(Selected passage):
§

The couple became so friendly with another elderly neighbor, a ninety-something woman who lived in a small place nearby, that they ended up caretaking for her. She's got her own room now in the carriage house and enjoys meeting the guests and visiting with Captain Nemo, the charismatic house cat.
Other boarders these days include Michaelsen's mother and stepfather and LaPosta's parents. "It's a real family affair," says LaPosta, "and everyone gets along great until the Red Sox and Yankees play each other." The couple's parents help bake pies, serve breakfast, clean, and handle a bunch of other tasks. Mike's dad is in charge of the laundry and is so exacting that other innkeepers have asked whether he'd hire out. Michaelsen and LaPosta live in what was once a coal storage space underneath the house, prompting Michaelsen's mother to call her Cinderella on occasion.
When the dust had finally all been vacuumed away after their months of renovation work, Michaelsen and LaPosta hosted an open house. And 240 people showed up to tour the place. "All of the contractors came with their families — they were so proud of their work," says Michaelsen. "It was rewarding for us that everyone took so much pride in their work and wanted to show it to their families." They opened for business officially in June of 1999.
All through the process, Michaelsen and LaPosta kept in mind what dubious B&B customers like Mike would want. "That's why we don't have one long table in the dining room," LaPosta points out. Instead there are several small tables arranged in the large formal dining area, which can be clustered together if a group is in, but can be private if not. "We also insisted on having private baths in every room, and we tried to insulate between rooms so it's very quiet." "There are lots of public spaces," adds Michaelsen, "but plenty of places to get away as well."
The couple's sense of humor and the esprit with which they do things helps to put people at ease, too. "When the furniture guy showed up to make a delivery, he ended up in a hot tub eating an ice cream," says Mike, as if these things just happen. Whimsy is evident everywhere at the Berry Manor Inn, but not in the cloying way it can be when it goes unchecked. Each tub gets a rubber ducky, for instance. Bathroom literature tends toward such necessary-room classics as Flushed with Pride, The Vanishing American Outhouse, and Thunder, Flush, and Thomas Crapper. Mike's collection of mechanical singing hamsters sprawls across a sideboard in the dining room.
It all seems to work. Guests are overwhelmingly positive about the place - repeat visits are common and the little black journals placed in each room ooze with praise and pledges of fealty. People who live just up the road have been known to stay at the inn for a minivacation. Better still, fellow Rockland residents are happy with what the couple have done with this city institution. They've formed solid friendships with lots of neighbors and other business owners.
So the city is happy, the guests are happy, and the couple seems quite happy themselves. "You don't own an old house like this," says Mike LaPosta. "It owns you. We feel lucky to be able to live here and share it with other people."
And despite his misgivings about B&Bs - he still doesn't like to stay in them — LaPosta is truly enjoying his current role. "Being an innkeeper is great," he says. "It's different than staying in a B&B because you're controlling the environment." With a smile he tells the story of one guest he was particularly happy to serve, a fellow much like LaPosta himself.
"We had this one guy whose wife had dragged him to a couple of B&Bs and he'd hated every minute. But he loved it here, he told us - and they ended up staying a couple of extra days."

§

(Dataset content):

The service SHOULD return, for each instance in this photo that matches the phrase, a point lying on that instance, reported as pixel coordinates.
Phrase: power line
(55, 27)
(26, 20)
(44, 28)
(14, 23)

§

(What you will do): Reproduce, word for word, the portion of the Berry Manor Inn passage between "And despite his" and "like LaPosta himself.", inclusive.

(Written answer):
And despite his misgivings about B&Bs - he still doesn't like to stay in them — LaPosta is truly enjoying his current role. "Being an innkeeper is great," he says. "It's different than staying in a B&B because you're controlling the environment." With a smile he tells the story of one guest he was particularly happy to serve, a fellow much like LaPosta himself.